Set problem:
Put each of the lines below into a JSON list of strings, one string per line, and leave out any blank lines.

Entries supplied:
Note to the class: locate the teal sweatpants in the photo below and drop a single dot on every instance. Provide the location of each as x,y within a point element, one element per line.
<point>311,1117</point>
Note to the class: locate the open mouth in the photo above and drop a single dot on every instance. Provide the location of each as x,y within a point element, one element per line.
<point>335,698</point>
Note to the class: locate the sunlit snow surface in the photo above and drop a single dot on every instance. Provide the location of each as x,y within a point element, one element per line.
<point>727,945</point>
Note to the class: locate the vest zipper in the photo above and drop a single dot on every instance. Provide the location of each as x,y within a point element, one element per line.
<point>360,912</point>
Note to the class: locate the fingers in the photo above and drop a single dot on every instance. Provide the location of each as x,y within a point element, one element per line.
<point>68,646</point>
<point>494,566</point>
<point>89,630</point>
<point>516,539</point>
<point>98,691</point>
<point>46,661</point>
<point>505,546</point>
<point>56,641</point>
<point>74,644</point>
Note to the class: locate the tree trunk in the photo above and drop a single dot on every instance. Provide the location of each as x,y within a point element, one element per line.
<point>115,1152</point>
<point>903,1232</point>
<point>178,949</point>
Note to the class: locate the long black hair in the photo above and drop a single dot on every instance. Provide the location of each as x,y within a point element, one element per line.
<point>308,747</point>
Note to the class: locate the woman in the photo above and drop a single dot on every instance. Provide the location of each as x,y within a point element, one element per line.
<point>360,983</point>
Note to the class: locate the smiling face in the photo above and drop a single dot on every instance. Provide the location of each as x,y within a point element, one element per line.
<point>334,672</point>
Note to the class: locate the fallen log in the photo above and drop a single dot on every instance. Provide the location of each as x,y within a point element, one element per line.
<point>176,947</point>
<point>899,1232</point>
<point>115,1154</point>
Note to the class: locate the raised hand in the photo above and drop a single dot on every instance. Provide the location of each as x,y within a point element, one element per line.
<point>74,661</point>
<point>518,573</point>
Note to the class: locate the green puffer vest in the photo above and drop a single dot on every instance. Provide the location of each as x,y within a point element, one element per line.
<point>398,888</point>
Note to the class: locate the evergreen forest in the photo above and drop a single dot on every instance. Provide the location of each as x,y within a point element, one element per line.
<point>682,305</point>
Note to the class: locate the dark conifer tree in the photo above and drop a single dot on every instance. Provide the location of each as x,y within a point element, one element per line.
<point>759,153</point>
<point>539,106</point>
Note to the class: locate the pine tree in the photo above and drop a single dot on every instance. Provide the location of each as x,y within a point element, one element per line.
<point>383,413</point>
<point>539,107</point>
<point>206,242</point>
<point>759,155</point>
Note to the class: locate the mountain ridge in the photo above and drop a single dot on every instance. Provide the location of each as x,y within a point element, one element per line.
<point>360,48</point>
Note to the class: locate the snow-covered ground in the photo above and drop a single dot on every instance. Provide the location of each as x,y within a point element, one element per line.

Output for this exercise:
[
  "Note to the class: locate the teal sweatpants in the photo below and drop a single dot on every instance. Provide the location of each as x,y within a point element, one element per line.",
  "<point>311,1117</point>",
  "Note to the class: locate the open mouth in the photo above and drop a single dot on every instance. Provide the location of each as x,y within a point element, one element per line.",
  "<point>335,698</point>",
  "Note to the class: locate the sunlit snow surface in the photo above and drop a single dot on every instance. Provide the location of each as x,y within a point element, one element per line.",
  "<point>727,945</point>",
  "Note to the class: locate the vest zipper in the photo above and drop a single dot on every instance. Provide the location of each as x,y within a point element, one element per line.",
  "<point>360,912</point>",
  "Note to the class: locate the fingers in the photo above and drop a single dot on every instance. Provide the location of each as x,y within a point element, one element per line.",
  "<point>68,646</point>",
  "<point>494,566</point>",
  "<point>89,630</point>",
  "<point>516,539</point>",
  "<point>98,691</point>",
  "<point>46,661</point>",
  "<point>505,546</point>",
  "<point>56,641</point>",
  "<point>74,644</point>",
  "Note to the class: locate the tree trunk in the photo above and drop a single dot on every instance. Provide the location of each as x,y within a point element, one element per line.",
  "<point>115,1152</point>",
  "<point>903,1232</point>",
  "<point>178,949</point>",
  "Note to the class: locate the long black hair in the photo above and drop a single dot on every instance. Provide the location of each as x,y within a point element, one element per line.",
  "<point>308,747</point>",
  "Note to the class: locate the woman in the photo above and drop a single dot on every instance. Provide the location of each as x,y within a point element, one element per line.",
  "<point>360,983</point>",
  "Note to the class: locate the smiling face in the photo above and drop a single dot on every instance. Provide the location of each as x,y within a point element, one element per line.",
  "<point>334,672</point>",
  "Note to the class: locate the fallen log in the photo above and drop a single dot on every instance. Provide the location of each as x,y within a point element, one element per line.",
  "<point>176,947</point>",
  "<point>899,1232</point>",
  "<point>115,1154</point>",
  "Note to the class: locate the raised hand in the photo above and drop a single dot on every instance. Provide the location of each as x,y within a point element, one element per line.",
  "<point>74,661</point>",
  "<point>518,573</point>",
  "Note to the class: locate the green puffer vest in the photo above and drop a single dot on every instance. Provide the location of each as x,y within a point element, one element per line.",
  "<point>398,888</point>",
  "Note to the class: locate the evergreen forest in the photo above and drop a single dot on every instance. Provide the location of each as x,y within a point element, one element per line.",
  "<point>682,305</point>",
  "Note to the class: locate the dark conifer tree in the photo above and drop a single dot on every instance. Provide the location of each as x,y within a point element, one element per line.",
  "<point>759,153</point>",
  "<point>539,106</point>",
  "Note to the class: locate the pine tree in the photo above and drop a single dot on every instance. Provide the location of each as x,y within a point element, one element per line.",
  "<point>383,413</point>",
  "<point>539,107</point>",
  "<point>206,242</point>",
  "<point>759,155</point>",
  "Note to the class: locate the mountain ridge in the photo above and drop a single dot on every instance. Provide the location of each as x,y within a point element, one element per line.",
  "<point>360,48</point>",
  "Note to the class: locate the snow-covered ground in the photo above and drop a single dot on every instance. Provide the location of each as x,y within a point element, one element per line."
]